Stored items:

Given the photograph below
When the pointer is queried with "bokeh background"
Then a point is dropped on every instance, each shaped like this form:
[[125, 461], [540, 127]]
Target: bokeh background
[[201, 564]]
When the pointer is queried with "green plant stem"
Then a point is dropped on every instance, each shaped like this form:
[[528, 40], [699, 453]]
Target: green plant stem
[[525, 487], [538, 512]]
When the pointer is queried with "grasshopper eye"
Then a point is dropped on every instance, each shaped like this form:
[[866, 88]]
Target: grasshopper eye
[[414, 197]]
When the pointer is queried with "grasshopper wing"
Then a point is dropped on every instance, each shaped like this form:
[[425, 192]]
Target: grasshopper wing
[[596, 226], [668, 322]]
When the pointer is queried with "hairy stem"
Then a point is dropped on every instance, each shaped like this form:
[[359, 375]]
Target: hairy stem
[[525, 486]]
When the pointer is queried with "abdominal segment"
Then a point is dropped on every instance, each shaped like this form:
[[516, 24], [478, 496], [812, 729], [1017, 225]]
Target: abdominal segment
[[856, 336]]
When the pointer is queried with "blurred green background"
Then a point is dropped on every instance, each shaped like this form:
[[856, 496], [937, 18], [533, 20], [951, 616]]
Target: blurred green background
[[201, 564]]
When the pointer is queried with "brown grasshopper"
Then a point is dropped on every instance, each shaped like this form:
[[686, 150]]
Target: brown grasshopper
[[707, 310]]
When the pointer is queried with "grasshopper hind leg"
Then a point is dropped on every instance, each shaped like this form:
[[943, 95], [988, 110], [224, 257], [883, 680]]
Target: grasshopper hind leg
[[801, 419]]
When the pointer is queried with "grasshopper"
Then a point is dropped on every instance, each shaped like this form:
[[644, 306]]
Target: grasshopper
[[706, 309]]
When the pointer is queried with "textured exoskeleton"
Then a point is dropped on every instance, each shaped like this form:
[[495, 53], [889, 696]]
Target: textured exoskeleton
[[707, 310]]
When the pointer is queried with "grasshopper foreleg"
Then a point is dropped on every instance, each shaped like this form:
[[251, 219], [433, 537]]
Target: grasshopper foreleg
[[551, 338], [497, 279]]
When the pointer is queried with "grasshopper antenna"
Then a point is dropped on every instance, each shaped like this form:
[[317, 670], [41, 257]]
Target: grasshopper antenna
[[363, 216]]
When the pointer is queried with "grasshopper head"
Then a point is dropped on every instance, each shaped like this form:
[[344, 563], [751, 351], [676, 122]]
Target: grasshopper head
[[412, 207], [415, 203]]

**Exercise requirements**:
Repeat the data above exactly.

**Problem solution**:
Given the photograph below
When the pointer is queried with "bokeh background"
Then a point is dropped on every instance, each shaped like this form:
[[125, 461], [540, 127]]
Target: bokeh background
[[201, 564]]
When the pointer is queried with "green plant stem"
Then a point is dropped on every instance, each shaped like this form:
[[528, 40], [699, 453]]
Target: green plant stem
[[525, 487], [538, 512]]
When the pointer is queried with "grasshopper eye"
Then a point is dropped on every instance, each shaped like this form:
[[866, 88]]
Target: grasshopper eye
[[414, 197]]
When the pointer is queried with "grasshopper wing"
Then a point is dropped on every instance, each shaped like this form:
[[425, 192]]
Target: grasshopper wing
[[596, 226], [668, 322]]
When the pointer is queried with "hairy stem"
Then a point is dropped on every instance, each shaped like this form:
[[359, 375]]
Target: hairy stem
[[525, 486]]
When the pointer is queried with "abdominal segment"
Then a point is dropped on every instance, each shaped like this form:
[[516, 24], [478, 496], [812, 729], [1017, 225]]
Target: abdominal segment
[[856, 336]]
When the pointer is queried with "blurred green background"
Then a point is dropped on every instance, each shaped like this form:
[[856, 496], [937, 18], [533, 20], [951, 616]]
Target: blurred green background
[[201, 564]]
When the pointer is queried with "brown grasshopper"
Then a point is dropped on every instance, each shaped like this form:
[[686, 150]]
Target: brown grasshopper
[[707, 310]]
When the pointer is queried with "grasshopper hind leg"
Then a point is dropped on every instance, each shaped like this form:
[[943, 95], [988, 110], [224, 257], [883, 680]]
Target: grasshopper hind leg
[[801, 419]]
When the pointer is queried with "grasshopper"
Then a point is dropped on every instance, each shaped like this form:
[[644, 306]]
Target: grasshopper
[[706, 309]]
When the pointer is queried with "textured exoskeleton"
Then a point is dropped on every instance, each shaped like this form:
[[495, 53], [889, 696]]
Target: textured exoskeleton
[[707, 310]]
When the pointer is queried with "grasshopper foreleg"
Then a point is dropped on every instance, each shaped like this form:
[[251, 219], [433, 537]]
Target: grasshopper foreleg
[[551, 338], [497, 279]]
When the pointer is queried with "grasshopper antenna"
Then a point is dropped on every instance, each shaped like this form:
[[317, 670], [41, 257]]
Target: grasshopper antenna
[[363, 216]]
When the pointer is queried with "grasshopper head"
Then a point is dropped on every instance, each shaped like this form:
[[344, 563], [751, 351], [676, 122]]
Target: grasshopper head
[[412, 207], [415, 203]]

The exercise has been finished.